### Data for processing

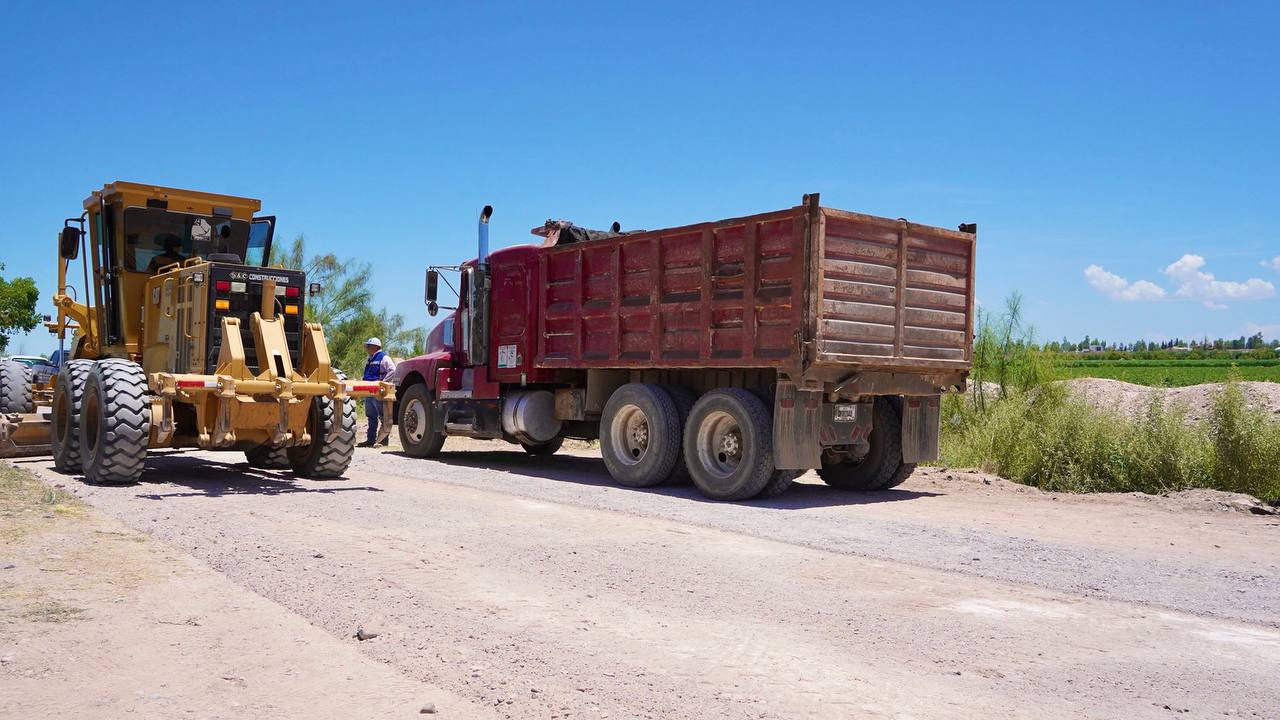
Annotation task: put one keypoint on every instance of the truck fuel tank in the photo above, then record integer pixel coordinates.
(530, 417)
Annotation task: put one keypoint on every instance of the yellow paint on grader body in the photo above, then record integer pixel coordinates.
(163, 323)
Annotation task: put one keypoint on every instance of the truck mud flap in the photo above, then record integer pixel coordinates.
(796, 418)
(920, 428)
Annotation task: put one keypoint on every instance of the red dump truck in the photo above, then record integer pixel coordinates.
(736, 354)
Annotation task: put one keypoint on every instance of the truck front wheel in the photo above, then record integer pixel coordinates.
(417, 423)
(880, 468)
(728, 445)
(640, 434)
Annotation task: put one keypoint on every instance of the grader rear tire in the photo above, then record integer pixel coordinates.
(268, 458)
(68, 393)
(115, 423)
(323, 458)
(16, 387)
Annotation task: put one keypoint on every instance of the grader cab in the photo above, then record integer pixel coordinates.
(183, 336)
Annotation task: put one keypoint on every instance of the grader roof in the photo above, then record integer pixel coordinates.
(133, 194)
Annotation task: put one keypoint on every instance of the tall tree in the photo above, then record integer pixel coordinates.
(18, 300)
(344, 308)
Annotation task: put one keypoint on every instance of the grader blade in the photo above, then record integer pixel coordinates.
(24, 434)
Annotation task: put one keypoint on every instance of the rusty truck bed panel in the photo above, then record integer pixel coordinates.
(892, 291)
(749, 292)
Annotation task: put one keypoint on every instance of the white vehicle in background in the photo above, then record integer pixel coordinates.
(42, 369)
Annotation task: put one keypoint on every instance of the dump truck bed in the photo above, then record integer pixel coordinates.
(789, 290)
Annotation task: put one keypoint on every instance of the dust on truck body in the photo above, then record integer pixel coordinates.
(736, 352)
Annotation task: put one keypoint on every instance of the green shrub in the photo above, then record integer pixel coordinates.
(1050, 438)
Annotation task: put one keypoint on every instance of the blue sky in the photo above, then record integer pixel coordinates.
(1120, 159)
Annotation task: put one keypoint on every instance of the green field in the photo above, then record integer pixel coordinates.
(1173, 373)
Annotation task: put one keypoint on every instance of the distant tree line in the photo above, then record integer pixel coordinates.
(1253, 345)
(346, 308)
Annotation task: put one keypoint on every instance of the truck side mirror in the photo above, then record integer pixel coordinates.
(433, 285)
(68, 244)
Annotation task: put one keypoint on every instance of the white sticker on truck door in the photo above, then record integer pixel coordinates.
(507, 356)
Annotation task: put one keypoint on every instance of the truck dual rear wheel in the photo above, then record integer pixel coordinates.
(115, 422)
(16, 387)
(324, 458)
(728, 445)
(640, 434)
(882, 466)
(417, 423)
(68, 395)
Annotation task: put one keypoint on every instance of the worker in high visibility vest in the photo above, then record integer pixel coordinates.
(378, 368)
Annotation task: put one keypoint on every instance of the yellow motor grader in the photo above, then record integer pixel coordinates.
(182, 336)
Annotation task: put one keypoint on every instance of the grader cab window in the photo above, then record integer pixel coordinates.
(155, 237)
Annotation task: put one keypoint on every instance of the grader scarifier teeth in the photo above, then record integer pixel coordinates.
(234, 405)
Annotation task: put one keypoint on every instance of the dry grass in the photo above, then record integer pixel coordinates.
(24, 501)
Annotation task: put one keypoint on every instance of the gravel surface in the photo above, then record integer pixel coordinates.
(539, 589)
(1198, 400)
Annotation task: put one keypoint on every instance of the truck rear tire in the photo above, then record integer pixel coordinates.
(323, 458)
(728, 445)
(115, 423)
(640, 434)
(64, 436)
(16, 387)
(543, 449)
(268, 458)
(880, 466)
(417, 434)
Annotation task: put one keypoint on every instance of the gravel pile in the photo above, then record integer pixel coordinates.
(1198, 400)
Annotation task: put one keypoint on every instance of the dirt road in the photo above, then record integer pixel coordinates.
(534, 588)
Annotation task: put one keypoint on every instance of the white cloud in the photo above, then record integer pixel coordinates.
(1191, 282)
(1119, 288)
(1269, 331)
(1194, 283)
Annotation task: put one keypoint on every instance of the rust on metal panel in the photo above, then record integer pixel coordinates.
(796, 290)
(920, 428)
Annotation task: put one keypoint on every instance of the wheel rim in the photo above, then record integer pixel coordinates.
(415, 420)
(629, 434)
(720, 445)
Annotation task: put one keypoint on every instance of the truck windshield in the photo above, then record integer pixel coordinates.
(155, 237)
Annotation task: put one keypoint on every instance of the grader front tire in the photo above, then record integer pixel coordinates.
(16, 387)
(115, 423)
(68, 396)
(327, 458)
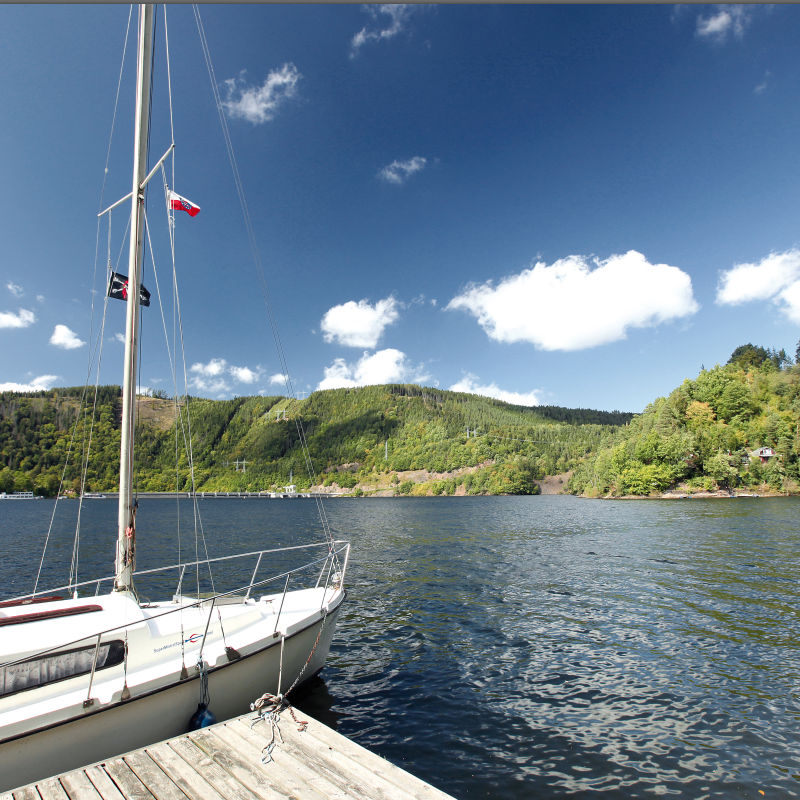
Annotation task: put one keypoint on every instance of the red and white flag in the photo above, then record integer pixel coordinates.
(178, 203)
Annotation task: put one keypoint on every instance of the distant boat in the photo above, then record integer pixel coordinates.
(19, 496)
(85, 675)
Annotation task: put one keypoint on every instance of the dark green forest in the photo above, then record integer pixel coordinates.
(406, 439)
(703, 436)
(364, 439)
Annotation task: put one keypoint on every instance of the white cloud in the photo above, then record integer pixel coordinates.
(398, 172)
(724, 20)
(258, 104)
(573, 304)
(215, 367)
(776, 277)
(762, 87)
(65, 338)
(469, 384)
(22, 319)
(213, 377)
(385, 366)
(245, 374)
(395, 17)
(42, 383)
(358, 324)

######
### Data for processing

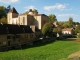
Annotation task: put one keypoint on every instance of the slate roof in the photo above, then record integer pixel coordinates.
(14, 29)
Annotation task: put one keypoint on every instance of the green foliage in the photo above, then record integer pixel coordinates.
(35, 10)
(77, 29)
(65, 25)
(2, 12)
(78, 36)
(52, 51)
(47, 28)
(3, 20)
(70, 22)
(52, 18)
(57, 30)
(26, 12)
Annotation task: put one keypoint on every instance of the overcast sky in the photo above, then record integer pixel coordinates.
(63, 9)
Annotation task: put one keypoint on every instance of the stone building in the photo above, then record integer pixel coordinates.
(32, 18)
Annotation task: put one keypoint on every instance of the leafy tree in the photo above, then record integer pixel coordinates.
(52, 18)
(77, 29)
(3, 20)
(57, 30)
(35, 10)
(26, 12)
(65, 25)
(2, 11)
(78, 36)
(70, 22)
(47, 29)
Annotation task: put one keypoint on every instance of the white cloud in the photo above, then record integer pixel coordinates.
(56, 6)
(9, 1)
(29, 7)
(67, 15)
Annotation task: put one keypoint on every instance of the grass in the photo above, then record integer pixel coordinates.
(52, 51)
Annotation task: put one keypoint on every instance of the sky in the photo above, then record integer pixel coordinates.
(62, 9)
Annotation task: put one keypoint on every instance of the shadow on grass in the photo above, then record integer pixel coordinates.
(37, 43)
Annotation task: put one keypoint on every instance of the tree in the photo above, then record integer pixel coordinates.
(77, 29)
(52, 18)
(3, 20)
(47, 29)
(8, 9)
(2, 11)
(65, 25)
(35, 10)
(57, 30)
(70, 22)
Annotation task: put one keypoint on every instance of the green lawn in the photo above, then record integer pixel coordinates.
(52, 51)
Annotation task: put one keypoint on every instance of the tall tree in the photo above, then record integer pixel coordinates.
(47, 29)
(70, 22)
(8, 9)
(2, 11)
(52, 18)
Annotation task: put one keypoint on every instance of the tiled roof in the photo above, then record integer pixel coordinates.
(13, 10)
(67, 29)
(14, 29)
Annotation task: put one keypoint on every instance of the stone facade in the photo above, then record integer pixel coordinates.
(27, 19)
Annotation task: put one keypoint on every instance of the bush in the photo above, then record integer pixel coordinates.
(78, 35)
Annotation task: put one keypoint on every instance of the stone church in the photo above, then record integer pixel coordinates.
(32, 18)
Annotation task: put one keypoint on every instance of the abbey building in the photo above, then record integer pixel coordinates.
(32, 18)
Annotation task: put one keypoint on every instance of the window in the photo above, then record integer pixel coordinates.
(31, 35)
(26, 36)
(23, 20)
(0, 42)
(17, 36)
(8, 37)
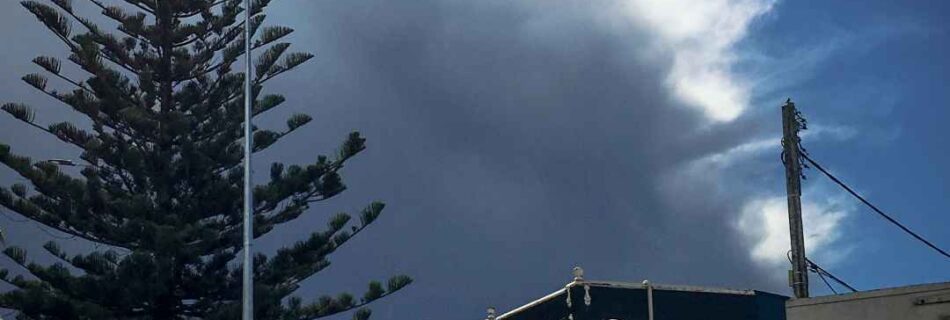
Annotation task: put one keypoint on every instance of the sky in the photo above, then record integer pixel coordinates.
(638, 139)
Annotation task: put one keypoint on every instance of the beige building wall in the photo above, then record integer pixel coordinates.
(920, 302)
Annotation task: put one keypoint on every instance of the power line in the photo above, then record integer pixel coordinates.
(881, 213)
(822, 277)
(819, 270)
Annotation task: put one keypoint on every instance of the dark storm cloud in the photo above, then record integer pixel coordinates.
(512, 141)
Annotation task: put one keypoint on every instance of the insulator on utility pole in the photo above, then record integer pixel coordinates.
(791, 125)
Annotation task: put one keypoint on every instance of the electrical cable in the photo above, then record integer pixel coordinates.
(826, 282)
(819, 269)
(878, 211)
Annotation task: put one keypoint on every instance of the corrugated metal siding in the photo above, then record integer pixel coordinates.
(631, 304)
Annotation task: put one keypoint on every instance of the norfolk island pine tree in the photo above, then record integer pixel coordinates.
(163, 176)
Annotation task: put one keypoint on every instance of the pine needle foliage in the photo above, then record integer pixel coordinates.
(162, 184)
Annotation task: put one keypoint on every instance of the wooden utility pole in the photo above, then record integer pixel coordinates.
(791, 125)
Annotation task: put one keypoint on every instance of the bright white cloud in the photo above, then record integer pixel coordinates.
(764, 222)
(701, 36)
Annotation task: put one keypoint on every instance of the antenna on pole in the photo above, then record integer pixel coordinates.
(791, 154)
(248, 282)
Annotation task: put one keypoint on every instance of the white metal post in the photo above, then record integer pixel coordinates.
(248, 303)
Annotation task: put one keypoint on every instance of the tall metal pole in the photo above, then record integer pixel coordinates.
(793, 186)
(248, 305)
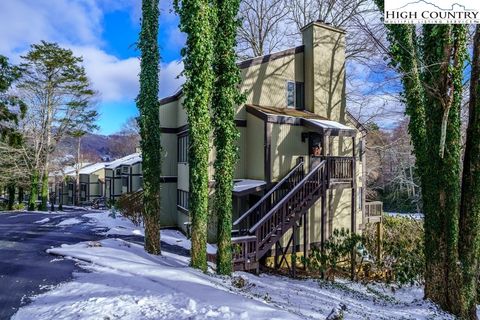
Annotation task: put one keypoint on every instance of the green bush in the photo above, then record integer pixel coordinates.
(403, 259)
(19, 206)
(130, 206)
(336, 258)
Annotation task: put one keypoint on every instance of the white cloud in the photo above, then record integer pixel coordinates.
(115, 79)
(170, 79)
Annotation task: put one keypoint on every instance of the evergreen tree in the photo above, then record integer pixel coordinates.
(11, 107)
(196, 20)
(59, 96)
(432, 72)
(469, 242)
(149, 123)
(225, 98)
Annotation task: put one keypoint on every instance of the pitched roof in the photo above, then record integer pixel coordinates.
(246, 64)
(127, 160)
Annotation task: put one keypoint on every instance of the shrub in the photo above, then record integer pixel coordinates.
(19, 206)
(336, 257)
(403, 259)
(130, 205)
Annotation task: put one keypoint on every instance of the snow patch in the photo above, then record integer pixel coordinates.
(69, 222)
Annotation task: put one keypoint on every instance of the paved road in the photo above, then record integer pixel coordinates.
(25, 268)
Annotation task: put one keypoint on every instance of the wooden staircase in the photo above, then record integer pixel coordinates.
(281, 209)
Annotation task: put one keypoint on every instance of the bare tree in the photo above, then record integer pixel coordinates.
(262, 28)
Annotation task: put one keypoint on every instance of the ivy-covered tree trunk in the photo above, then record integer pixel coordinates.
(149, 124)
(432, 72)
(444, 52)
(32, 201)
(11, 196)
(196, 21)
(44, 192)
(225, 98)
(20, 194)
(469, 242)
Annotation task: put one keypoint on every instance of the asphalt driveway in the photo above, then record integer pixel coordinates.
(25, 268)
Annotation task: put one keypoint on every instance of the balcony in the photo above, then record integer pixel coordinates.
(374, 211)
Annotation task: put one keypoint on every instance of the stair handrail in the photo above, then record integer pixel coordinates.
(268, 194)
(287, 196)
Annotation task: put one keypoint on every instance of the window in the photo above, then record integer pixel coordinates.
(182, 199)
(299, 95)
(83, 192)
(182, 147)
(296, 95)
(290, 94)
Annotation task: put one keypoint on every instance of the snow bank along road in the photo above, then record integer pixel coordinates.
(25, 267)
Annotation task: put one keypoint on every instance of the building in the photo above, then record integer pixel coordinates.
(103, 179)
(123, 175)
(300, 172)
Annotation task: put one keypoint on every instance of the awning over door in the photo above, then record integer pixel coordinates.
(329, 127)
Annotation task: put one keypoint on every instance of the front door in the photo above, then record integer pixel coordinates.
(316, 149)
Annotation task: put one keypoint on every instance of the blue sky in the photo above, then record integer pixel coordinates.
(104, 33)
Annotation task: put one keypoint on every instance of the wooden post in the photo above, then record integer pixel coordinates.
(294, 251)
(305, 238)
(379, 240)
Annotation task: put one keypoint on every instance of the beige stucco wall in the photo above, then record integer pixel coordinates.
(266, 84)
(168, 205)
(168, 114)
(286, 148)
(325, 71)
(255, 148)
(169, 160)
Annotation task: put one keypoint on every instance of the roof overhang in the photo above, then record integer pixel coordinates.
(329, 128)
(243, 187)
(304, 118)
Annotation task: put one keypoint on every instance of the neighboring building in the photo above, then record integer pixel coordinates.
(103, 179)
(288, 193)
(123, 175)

######

__Problem requirements__
Filter the material above down to the lines that contain the string "wall", and copy each of those lines in full.

__The answer__
Annotation task: put one keypoint on every instance of the beige building wall in the photo above, then record integer pixel coordinates.
Annotation task: put one keypoint on every instance of the beige stucco wall in the photo above, then record integer pixel coordinates.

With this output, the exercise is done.